▶ _YOUR INSTRUCTIONS_: List every line of the entries below, from the line containing "I would be grateful for your help with the dragonfly wing" down to the line containing "point(1022, 794)", both included, as a numbered list with blank lines left out.

▶ _MATERIAL TO PROCESS_:
===

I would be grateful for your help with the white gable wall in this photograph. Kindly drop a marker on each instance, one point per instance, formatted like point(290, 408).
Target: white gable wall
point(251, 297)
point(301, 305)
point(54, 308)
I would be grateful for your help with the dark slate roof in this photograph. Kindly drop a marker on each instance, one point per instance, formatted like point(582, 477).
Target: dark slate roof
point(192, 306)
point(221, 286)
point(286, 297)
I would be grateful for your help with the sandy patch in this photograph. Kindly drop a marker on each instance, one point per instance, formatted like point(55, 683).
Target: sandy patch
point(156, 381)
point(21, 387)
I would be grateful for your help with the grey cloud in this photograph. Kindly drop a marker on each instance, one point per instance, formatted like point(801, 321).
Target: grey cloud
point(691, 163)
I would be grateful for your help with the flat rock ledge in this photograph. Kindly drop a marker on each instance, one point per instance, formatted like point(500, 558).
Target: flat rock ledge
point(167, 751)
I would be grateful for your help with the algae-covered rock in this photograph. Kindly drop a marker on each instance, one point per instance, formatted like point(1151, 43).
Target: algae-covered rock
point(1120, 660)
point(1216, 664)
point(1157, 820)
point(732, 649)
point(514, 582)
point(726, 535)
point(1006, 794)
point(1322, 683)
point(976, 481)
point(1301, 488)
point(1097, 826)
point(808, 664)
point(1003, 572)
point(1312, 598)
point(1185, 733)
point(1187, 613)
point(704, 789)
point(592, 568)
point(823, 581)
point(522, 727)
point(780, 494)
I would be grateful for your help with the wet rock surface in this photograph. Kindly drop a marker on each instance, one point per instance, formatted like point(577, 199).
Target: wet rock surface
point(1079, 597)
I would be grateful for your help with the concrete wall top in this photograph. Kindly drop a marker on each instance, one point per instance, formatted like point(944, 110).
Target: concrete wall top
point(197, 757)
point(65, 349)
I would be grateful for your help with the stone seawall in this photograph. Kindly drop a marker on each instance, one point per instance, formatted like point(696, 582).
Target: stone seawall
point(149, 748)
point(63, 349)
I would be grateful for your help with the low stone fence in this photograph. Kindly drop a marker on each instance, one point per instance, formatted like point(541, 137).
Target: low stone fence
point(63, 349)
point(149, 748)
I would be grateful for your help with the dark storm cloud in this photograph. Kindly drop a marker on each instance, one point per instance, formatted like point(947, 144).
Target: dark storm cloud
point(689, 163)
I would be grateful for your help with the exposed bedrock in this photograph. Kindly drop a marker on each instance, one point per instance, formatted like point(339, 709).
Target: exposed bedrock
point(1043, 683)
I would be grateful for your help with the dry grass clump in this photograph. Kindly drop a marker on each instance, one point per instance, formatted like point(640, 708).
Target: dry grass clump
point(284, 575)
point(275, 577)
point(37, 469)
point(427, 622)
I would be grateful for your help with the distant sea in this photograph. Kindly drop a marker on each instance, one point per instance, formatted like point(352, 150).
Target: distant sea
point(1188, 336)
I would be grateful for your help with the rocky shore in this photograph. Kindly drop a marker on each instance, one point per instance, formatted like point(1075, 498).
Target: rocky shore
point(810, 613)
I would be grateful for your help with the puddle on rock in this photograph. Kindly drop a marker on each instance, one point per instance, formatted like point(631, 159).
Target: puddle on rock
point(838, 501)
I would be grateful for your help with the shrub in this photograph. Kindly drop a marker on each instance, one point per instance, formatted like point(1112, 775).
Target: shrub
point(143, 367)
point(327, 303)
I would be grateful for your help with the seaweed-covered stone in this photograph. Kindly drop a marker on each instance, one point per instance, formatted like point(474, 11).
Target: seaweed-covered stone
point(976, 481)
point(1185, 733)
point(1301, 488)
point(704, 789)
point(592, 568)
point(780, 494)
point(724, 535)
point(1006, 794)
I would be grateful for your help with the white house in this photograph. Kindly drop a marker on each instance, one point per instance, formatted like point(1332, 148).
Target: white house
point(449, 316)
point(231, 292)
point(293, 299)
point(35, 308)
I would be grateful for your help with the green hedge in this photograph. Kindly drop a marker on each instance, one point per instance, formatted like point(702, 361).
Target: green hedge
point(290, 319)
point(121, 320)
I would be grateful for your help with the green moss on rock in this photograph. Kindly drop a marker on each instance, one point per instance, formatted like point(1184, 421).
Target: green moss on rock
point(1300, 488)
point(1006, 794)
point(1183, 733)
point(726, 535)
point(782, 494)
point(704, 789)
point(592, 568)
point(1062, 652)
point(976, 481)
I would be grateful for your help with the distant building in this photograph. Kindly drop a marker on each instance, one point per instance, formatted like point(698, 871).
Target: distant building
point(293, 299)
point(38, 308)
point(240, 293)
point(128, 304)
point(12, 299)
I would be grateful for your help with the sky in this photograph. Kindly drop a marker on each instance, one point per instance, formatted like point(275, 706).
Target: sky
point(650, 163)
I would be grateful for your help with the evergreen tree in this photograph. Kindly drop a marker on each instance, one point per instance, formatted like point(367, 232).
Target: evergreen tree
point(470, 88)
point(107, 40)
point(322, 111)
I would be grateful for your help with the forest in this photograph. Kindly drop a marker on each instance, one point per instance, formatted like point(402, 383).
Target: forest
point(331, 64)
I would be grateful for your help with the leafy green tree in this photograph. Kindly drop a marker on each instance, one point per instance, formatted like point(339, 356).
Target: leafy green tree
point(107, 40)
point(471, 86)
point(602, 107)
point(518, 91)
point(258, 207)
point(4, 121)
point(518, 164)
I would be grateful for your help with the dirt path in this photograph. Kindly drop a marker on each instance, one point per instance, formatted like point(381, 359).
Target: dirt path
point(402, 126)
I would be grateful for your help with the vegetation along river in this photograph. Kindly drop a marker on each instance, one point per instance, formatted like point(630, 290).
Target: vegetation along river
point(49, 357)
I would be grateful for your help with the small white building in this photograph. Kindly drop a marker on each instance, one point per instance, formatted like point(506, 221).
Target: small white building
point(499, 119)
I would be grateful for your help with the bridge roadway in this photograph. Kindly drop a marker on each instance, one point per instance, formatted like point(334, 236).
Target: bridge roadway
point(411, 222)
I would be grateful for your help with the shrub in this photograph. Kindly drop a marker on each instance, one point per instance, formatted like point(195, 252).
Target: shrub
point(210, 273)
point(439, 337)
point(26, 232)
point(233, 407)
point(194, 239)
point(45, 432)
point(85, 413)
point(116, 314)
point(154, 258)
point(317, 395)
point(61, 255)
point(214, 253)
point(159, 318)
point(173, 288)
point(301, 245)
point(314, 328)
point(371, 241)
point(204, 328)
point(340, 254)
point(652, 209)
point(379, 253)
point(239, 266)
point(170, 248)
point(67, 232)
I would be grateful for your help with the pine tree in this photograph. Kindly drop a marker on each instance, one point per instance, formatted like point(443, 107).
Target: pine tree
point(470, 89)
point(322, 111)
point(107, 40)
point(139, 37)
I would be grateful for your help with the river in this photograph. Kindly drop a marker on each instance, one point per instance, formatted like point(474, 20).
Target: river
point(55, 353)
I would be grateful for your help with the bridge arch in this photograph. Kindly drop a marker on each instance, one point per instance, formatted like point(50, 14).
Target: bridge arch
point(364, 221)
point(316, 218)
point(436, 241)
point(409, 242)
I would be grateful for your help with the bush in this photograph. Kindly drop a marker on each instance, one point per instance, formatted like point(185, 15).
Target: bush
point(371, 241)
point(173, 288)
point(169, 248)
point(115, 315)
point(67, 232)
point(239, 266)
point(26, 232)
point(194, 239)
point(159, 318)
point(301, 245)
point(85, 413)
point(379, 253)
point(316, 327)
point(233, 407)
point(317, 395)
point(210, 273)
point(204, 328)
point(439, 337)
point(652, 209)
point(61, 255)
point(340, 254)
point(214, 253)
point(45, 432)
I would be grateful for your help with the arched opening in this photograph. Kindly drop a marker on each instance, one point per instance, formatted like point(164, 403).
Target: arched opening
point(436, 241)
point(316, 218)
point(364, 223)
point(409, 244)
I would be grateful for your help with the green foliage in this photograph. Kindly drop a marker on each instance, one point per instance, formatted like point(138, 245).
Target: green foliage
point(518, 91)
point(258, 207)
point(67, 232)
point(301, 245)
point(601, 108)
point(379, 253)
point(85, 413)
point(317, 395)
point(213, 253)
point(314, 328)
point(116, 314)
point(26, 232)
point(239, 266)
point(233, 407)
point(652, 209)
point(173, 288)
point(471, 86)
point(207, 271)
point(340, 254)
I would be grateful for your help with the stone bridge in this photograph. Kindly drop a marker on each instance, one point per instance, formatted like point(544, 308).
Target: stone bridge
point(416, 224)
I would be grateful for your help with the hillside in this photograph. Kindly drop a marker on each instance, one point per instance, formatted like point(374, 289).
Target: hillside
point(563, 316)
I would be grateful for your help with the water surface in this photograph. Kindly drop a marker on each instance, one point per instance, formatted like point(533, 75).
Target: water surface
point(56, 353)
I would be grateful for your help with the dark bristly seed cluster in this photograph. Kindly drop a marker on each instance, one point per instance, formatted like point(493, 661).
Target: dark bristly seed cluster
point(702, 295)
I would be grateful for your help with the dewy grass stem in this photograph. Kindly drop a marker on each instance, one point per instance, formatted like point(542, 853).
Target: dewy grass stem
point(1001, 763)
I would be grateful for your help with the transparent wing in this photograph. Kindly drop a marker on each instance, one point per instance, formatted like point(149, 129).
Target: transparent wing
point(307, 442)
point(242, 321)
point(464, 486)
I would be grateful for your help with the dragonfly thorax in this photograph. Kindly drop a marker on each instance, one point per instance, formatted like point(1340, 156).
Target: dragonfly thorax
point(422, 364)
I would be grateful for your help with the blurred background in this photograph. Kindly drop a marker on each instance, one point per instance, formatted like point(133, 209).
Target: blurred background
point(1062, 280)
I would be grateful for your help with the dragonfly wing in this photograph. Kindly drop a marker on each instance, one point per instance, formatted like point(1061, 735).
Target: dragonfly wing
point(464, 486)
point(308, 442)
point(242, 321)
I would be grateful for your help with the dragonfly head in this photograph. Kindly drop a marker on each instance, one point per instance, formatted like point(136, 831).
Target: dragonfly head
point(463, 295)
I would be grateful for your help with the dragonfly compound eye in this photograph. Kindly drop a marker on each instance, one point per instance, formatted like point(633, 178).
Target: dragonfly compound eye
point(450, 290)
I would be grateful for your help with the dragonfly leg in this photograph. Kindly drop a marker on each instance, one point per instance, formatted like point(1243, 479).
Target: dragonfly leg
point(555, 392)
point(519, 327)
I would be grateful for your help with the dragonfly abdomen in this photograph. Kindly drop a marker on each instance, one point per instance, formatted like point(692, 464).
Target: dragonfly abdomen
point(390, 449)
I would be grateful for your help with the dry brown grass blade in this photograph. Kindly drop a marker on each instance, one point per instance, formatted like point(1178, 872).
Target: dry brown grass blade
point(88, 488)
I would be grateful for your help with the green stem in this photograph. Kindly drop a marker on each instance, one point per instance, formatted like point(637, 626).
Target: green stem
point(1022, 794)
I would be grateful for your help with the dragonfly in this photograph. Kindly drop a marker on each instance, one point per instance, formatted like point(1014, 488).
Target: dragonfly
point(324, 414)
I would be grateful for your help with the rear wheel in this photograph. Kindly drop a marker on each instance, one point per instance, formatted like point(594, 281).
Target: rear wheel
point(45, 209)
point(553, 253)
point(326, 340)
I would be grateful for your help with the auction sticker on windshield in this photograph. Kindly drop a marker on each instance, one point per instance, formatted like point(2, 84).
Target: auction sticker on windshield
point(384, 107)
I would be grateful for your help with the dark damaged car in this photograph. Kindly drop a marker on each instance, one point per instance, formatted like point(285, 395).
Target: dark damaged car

===

▶ _EXERCISE ANSWER_:
1. I would be grateful for your help with the dragonfly wing in this photograph. Kindly drop a marker on each instance, one point per instance, formatted like point(1061, 735).
2. Target: dragonfly wing
3. point(464, 486)
4. point(308, 442)
5. point(242, 321)
6. I would be grateful for your help with the dragonfly head in this photograph. Kindly drop a marker on each instance, one point per instance, formatted like point(136, 831).
7. Target: dragonfly head
8. point(463, 295)
9. I would be grateful for your help with the dragonfly compound eye in this photograph. Kindly drop a marker on each instance, one point per instance, formatted like point(633, 178).
10. Target: dragonfly compound eye
11. point(450, 290)
12. I would be grateful for your help with the dragonfly leg in this photograph. Kindly drop a marker on each instance, one point per instance, formatted like point(1243, 479).
13. Target: dragonfly leg
14. point(555, 392)
15. point(519, 327)
16. I would be grateful for your help with the dragonfly abdomen in this photograph. Kindly drop a marker on each instance, one point per instance, formatted like point(692, 464).
17. Target: dragonfly abdomen
18. point(390, 449)
19. I would be grateful for your help with the dry brown grass blade in this photograph. Kindly drop a marker on each instance, one point per instance, formatted like point(1178, 872).
20. Target: dry brown grass blade
21. point(88, 488)
22. I would be grateful for your help with the green stem in this photograph. Kindly drop a marker on each instance, one point per instance, formatted like point(637, 626).
23. Target: green stem
24. point(1022, 794)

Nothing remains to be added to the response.